Study text ->
Authorship conflicts

Authorship conflicts

Based on the ICMJE recommendations "all those designated as authors should meet all four criteria for authorship, and all who meet the four criteria should be identified as authors. Those who do not meet all four criteria should be acknowledged".

Any change in authorship (i.e. order, addition, and deletion of authors) after initial submission must be approved by all authors via written confirmation, in line with COPE guidelines. It is the corresponding author’s responsibility to ensure that all authors confirm they agree with the proposed changes. If there is disagreement amongst the authors concerning authorship and a satisfactory agreement cannot be reached, the authors must contact their institution(s) for a resolution. It is not the journal editor’s responsibility to resolve authorship disputes. A change in authorship after publication of an article can only be amended via publication of an Erratum.

 

Disclosure of Financial and Non-financial Relationships and Activities

The potential for conflict of interest and bias exists when professional judgment concerning a primary interest (such as patients’ welfare or the validity of research) may be influenced by a secondary interest (such as financial gain). Perceptions of conflict of interest are as important as actual conflicts of interest. Thus, the lead corresponding author should complete the Disclosure Form to demonstrate a commitment to transparency and helps to maintain trust in the scientific process. Financial relationships (such as employment, consultancies, stock ownership or options, honoraria, patents, and paid expert testimony) are the most easily identifiable, the ones most often judged to represent potential conflicts of interest and thus the most likely to undermine the credibility of the journal, the authors, and science itself.

Other interests may also represent or be perceived as conflicts, such as personal relationships or rivalries, academic competition, and intellectual beliefs. Authors should avoid entering into agreements with study sponsors, both for-profit and nonprofit, that interfere with authors’ access to all of the study’s data or that interfere with their ability to analyze and interpret the data and to prepare and publish manuscripts independently when and where they choose. Policies that dictate where authors may publish their work violate this principle of academic freedom. Authors may be required to provide the journal with the agreements in confidence. Purposeful failure to report those relationships or activities specified on the ATR’s Disclosure Form is a form of misconduct.

All participants in the peer-review and publication process must consider and disclose their relationships and activities when fulfilling their roles in the process of article review and publication:

1. Authors

When authors submit a manuscript of any type or format they are responsible for disclosing all relationships and activities that might bias or be seen to bias their work. The lead corresponding author is responsible to complete and submit the Disclosure Form.

2. Peer Reviewers

Reviewers should declare if they have relationships or activities that could complicate their review. Reviewers must disclose to editors any relationships or activities that could bias their opinions of the manuscript and should recuse themselves from reviewing specific manuscripts if the potential for bias exists. Reviewers must not use knowledge of the work they are reviewing before its publication to further their own interests.

Data provided ->
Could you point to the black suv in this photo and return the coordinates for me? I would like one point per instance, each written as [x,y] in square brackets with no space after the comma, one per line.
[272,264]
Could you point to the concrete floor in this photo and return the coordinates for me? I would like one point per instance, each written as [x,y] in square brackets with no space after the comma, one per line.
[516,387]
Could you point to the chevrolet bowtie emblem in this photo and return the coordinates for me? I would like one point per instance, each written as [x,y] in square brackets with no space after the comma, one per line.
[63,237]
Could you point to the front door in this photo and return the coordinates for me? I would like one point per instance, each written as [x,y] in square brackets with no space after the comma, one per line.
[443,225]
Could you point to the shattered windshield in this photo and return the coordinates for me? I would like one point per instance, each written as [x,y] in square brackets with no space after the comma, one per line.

Parts of the exercise ->
a) In the text on authorship conflicts, how can a change in authorship be made after an article has been published?
b) Write the next part of the text on authorship conflicts and disclosure, starting after its last sentence.

Responses for each task ->
a) Only through publication of an Erratum.

b)
Reporting Relationships and Activities

The lead corresponding author, on behalf of all co-authors, should declare the following items on the ICMJE Disclosure Form:

  1. Authors’ relationships and activities;
  2. Sources of support for the work, including sponsor names along with explanations of the role of those sources, if any, in study design; collection, analysis, and interpretation of data; writing of the report; any restrictions regarding the submission of the report for publication; or a statement declaring that the supporting source had no such involvement or restrictions regarding publication;
  3. Whether the authors had access to the study data, with an explanation of the nature and extent of access, including whether access is ongoing.

 

Overlapping Publications

1. Duplicate Submission

Authors should not submit the same manuscript, in the same or different languages, simultaneously to more than one journal. The rationale for this standard is the potential for disagreement when two (or more) journals claim the right to publish a manuscript that has been submitted simultaneously to more than one journal, and the possibility that two or more journals will unknowingly and unnecessarily undertake the work of peer review, edit the same manuscript, and publish the same article.

2. Duplicate and Prior Publication

Duplicate publication is a publication of a paper that overlaps substantially with one already published, without clear, visible reference to the previous publication (Please see COPE flowcharts for more information).

3. Manuscripts Based on the Same Database

If we receive manuscripts from separate research groups or from the same group analyzing the same data set (e.g., from a public database, or systematic reviews or meta-analyses of the same evidence), the manuscripts will be considered independently because they may differ in their analytic methods, conclusions, or both. If the data interpretation and conclusions are similar, it may be reasonable although not mandatory for editors to give preference to the manuscript submitted first. Editors might consider publishing more than one manuscript that overlaps in this way because different analytical approaches may be complementary and equally valid. But, manuscripts based upon the same dataset should add substantially to each other to warrant consideration for publication as separate papers, with appropriate citation of previous publications from the same dataset to allow for transparency.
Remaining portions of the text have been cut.